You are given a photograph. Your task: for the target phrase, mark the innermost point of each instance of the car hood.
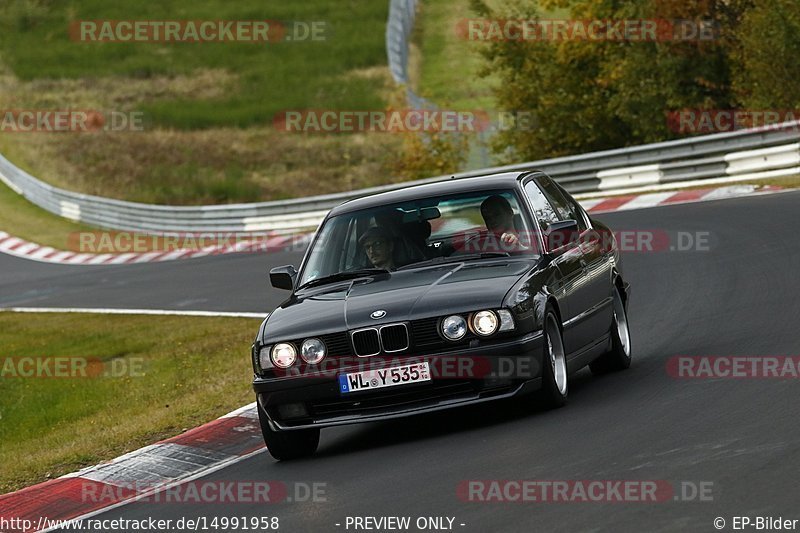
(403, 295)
--
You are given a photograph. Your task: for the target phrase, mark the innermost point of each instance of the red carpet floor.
...
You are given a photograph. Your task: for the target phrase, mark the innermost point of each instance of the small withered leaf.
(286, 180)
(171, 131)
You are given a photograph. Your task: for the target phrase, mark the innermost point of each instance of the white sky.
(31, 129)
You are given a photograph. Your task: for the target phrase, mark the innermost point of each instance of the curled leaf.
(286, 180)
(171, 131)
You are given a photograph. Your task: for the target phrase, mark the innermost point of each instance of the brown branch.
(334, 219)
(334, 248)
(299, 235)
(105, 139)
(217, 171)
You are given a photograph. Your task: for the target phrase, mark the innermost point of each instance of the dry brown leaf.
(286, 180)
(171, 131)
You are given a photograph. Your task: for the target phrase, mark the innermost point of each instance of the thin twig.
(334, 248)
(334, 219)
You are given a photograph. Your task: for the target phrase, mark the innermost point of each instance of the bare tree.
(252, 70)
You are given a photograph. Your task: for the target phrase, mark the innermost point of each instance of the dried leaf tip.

**Exercise:**
Put the lines of the entries above, starting at the line containing "dry brown leaf." and ending at the line containing "dried leaf tip.", into a JSON list of strings with one string per line and no blank lines.

**Right answer:**
[
  "You are given a photograph. Your task: for the target phrase, mark the innermost point of each instance of the dry brown leaf.",
  "(286, 180)",
  "(171, 131)",
  "You are given a photograph. Your task: for the target phrase, mark the innermost point of each instance of the thin twig.",
  "(334, 248)",
  "(334, 219)",
  "You are given a photograph. Your task: for the target phrase, mark the innermost point of each instance of the bare tree.",
  "(252, 70)",
  "You are given a photograph. Your task: for the target phrase, mark the innermost point of each instance of the dried leaf tip."
]